**Exercise goal**
Skipping any pictures, give all of the records below again exactly.

Records from a dataset
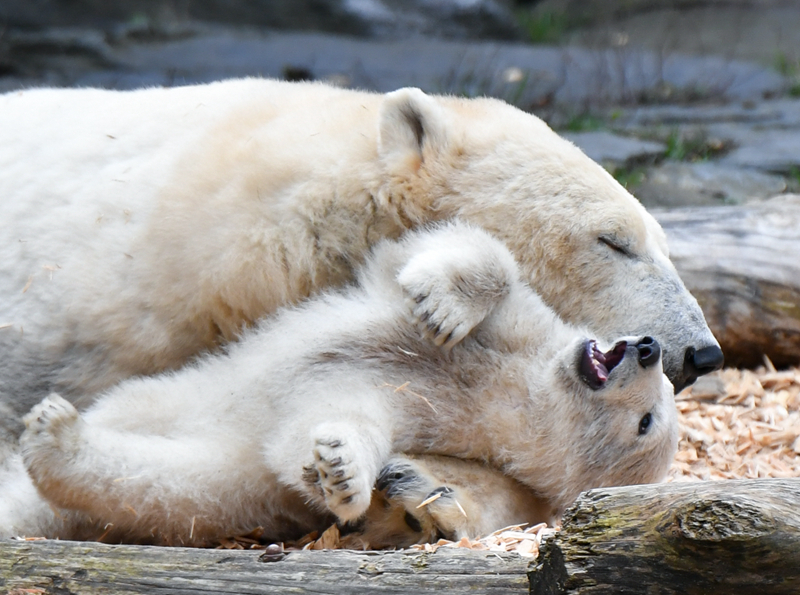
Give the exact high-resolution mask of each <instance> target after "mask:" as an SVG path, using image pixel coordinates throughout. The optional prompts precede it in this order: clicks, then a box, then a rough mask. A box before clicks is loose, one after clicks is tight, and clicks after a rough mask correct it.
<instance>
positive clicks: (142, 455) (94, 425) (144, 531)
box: [20, 394, 258, 545]
mask: <svg viewBox="0 0 800 595" xmlns="http://www.w3.org/2000/svg"><path fill="white" fill-rule="evenodd" d="M89 419H90V418H88V417H82V416H81V415H79V414H78V412H77V411H76V410H75V408H74V407H73V406H72V405H71V404H70V403H69V402H67V401H66V400H64V399H62V398H61V397H59V396H58V395H55V394H53V395H50V396H49V397H47V398H46V399H45V400H44V401H42V402H41V403H40V404H39V405H37V406H35V407H34V408H33V409H32V410H31V412H30V413H29V414H28V415H27V416H25V419H24V421H25V424H26V426H27V428H26V430H25V432H24V433H23V435H22V437H21V439H20V445H21V450H22V456H23V460H24V463H25V466H26V468H27V470H28V473H29V475H30V477H31V478H32V480H33V482H34V483H35V485H36V487H37V488H38V490H39V492H40V493H41V494H43V495H44V496H45V497H46V498H47V499H48V500H49V501H50V502H52V503H53V504H54V505H55V506H57V507H60V508H64V509H68V510H72V511H78V512H81V513H83V514H85V515H86V516H87V517H90V518H92V519H93V520H95V521H98V522H100V523H101V526H107V527H109V528H110V529H112V530H113V533H114V534H115V535H117V536H118V538H119V539H124V540H132V541H138V540H145V541H151V540H154V541H156V542H161V543H176V544H180V543H186V544H197V545H201V544H203V543H206V542H207V540H210V539H211V540H213V539H214V538H219V537H224V536H225V535H228V534H230V532H235V531H237V530H242V529H246V530H249V529H252V527H249V528H247V520H248V519H244V518H242V514H241V512H239V513H237V512H232V511H236V510H238V511H241V510H242V509H243V508H246V506H242V501H243V500H244V499H245V498H246V496H245V493H246V490H244V489H241V486H247V485H250V484H252V483H253V479H252V477H253V476H254V475H255V476H257V468H256V469H255V470H254V468H252V466H250V468H248V464H247V460H246V459H244V458H243V457H242V456H241V451H242V449H241V447H237V446H235V445H234V444H233V443H234V442H235V437H232V438H231V441H230V443H229V444H220V443H219V441H215V440H208V439H204V437H202V436H201V437H198V438H191V437H181V436H169V437H168V436H159V435H155V434H139V433H135V432H132V431H122V430H118V429H115V428H113V427H105V426H104V425H100V424H97V423H91V422H90V421H89ZM206 438H207V437H206ZM256 450H257V449H256ZM255 456H256V457H258V455H257V454H256V455H255ZM239 471H241V472H243V473H244V474H245V475H246V476H248V475H249V477H239V476H237V475H235V473H239ZM232 473H233V474H234V475H232ZM232 486H239V487H238V488H237V489H233V488H232ZM237 490H238V491H237ZM239 492H241V493H239ZM240 525H243V526H240Z"/></svg>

**Written answer**
Give the exact high-resolution mask of each <instance> target after "mask:" as an SVG path, using image pixel coordinates throughout. The optional prompts precede it in this order: clicks, then a box, then a rough mask. A box before clicks is loose, one after clicks is tight, and clicks after a rough mask correct it.
<instance>
positive clicks: (142, 455) (94, 425) (144, 531)
box: [20, 394, 258, 545]
mask: <svg viewBox="0 0 800 595" xmlns="http://www.w3.org/2000/svg"><path fill="white" fill-rule="evenodd" d="M89 419H90V418H88V417H82V416H81V415H79V414H78V412H77V411H76V410H75V408H74V407H73V406H72V405H71V404H70V403H69V402H67V401H66V400H64V399H62V398H61V397H59V396H58V395H55V394H53V395H50V396H49V397H47V398H46V399H45V400H44V401H42V402H41V403H40V404H39V405H37V406H35V407H34V408H33V409H32V410H31V412H30V413H29V414H28V415H27V416H25V419H24V421H25V424H26V426H27V428H26V430H25V432H24V433H23V435H22V437H21V439H20V445H21V450H22V456H23V460H24V463H25V466H26V468H27V470H28V473H29V475H30V477H31V478H32V480H33V482H34V483H35V485H36V487H37V488H38V490H39V492H40V493H41V494H43V495H44V496H45V497H46V498H47V499H48V500H49V501H50V502H52V503H53V504H54V505H55V506H57V507H60V508H64V509H68V510H72V511H78V512H81V513H83V514H85V515H86V516H87V517H90V518H92V519H93V520H95V521H98V522H100V523H101V526H107V527H109V528H110V529H112V530H113V533H114V534H115V535H117V536H118V538H119V539H124V540H132V541H138V540H145V541H151V540H154V541H156V542H161V543H176V544H180V543H186V544H197V545H201V544H203V543H206V542H207V540H210V539H211V540H213V539H214V538H219V537H224V536H225V535H228V534H230V532H235V531H237V530H242V529H246V530H249V529H252V527H249V528H247V520H248V519H244V518H242V514H241V512H239V513H237V512H232V511H236V510H238V511H241V510H242V509H243V508H246V506H242V501H243V500H244V499H245V498H246V496H245V493H246V490H244V489H241V486H247V485H250V484H252V483H253V479H252V477H253V476H254V475H255V476H257V468H256V469H255V470H254V468H252V466H250V468H248V464H247V460H246V459H244V458H243V457H242V456H241V451H242V449H241V447H237V446H235V445H234V444H233V443H234V442H235V437H232V438H231V441H230V443H229V444H220V443H219V441H215V440H208V439H204V437H202V436H201V437H198V438H191V437H181V436H169V437H168V436H159V435H155V434H139V433H135V432H132V431H122V430H118V429H115V428H113V427H105V426H104V425H100V424H97V423H91V422H90V421H89ZM206 438H207V437H206ZM256 450H257V449H256ZM255 456H256V457H258V455H257V454H256V455H255ZM239 471H241V472H243V473H244V474H245V475H246V476H248V475H249V477H239V476H237V475H235V473H239ZM232 473H233V474H234V475H232ZM232 486H239V487H238V488H237V489H233V488H232ZM237 490H238V491H237ZM239 492H241V493H239ZM240 525H243V526H240Z"/></svg>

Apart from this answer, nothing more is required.